WHAT YOU WILL DO: Every line must be returned precisely as it is written.

[Begin MATERIALS PROVIDED]

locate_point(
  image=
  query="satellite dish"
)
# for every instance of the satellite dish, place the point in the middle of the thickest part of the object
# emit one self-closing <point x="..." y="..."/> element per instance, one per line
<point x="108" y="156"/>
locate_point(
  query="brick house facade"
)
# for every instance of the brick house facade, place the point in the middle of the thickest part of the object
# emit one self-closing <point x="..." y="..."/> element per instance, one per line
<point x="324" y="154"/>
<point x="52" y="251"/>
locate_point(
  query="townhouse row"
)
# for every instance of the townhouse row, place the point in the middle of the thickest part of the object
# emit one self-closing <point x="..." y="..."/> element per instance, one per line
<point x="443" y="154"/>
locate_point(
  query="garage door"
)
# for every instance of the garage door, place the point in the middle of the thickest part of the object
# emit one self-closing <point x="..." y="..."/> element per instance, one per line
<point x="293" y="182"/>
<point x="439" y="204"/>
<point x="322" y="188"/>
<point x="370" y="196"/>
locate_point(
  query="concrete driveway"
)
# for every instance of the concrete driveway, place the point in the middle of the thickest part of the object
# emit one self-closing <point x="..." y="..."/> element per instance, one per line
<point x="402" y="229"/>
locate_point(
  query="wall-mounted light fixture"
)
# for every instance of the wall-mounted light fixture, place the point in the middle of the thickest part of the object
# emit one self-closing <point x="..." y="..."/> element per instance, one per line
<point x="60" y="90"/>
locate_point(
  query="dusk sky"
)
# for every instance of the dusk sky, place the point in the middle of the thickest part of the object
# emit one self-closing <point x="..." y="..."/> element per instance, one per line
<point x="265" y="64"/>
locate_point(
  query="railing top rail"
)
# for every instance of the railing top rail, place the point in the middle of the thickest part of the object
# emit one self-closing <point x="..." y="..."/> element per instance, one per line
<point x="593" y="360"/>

[End MATERIALS PROVIDED]

RESULT FOR THIS TASK:
locate_point(
  image=
  query="satellite dish"
)
# for every instance of the satellite dish, place the point in the middle of the thickest part of the object
# emit one self-closing <point x="..." y="..."/> element per instance, one per line
<point x="108" y="156"/>
locate_point(
  query="brick house facade"
)
# for every instance of the brick house facade, place the point in the middle of the thickest part of the object
# emit one self-closing <point x="..." y="..."/> element per instance, one per line
<point x="324" y="154"/>
<point x="52" y="251"/>
locate_point(
  query="townhouse row"
)
# for every instance of the townhouse row, place the point in the middle of the thickest part of the object
# emit one self-closing <point x="..." y="..."/> element per instance, one per line
<point x="443" y="154"/>
locate_point(
  query="garage door"
)
# for every instance of the garage door, place the point in the middle of the thickest part of the object
# emit one self-closing <point x="..." y="..."/> element per instance, one per line
<point x="293" y="182"/>
<point x="439" y="204"/>
<point x="322" y="188"/>
<point x="370" y="196"/>
locate_point(
  query="concrete driveway"
)
# for every instance of the concrete driveway, place the point in the middle of the thickest part of the object
# emit one self-closing <point x="..." y="..."/> element per instance, one per line
<point x="402" y="229"/>
locate_point(
  query="wall-mounted light fixture"
)
# for every instance of the wall-mounted light fixture, place the point in the middle of the thickest part of the object
# emit one self-closing <point x="..." y="..."/> element per instance, one per line
<point x="60" y="90"/>
locate_point(
  query="dusk sky"
)
# for every instance of the dusk sky, place the point in the middle of the thickest part of the object
# emit one self-closing <point x="..." y="..."/> element per instance, one per line
<point x="265" y="64"/>
locate_point(
  query="railing top rail"
)
# for every instance of the railing top rail, place the point in the middle of the thickest part of the object
# emit one self-closing <point x="..." y="..."/> element per instance, one per line
<point x="593" y="360"/>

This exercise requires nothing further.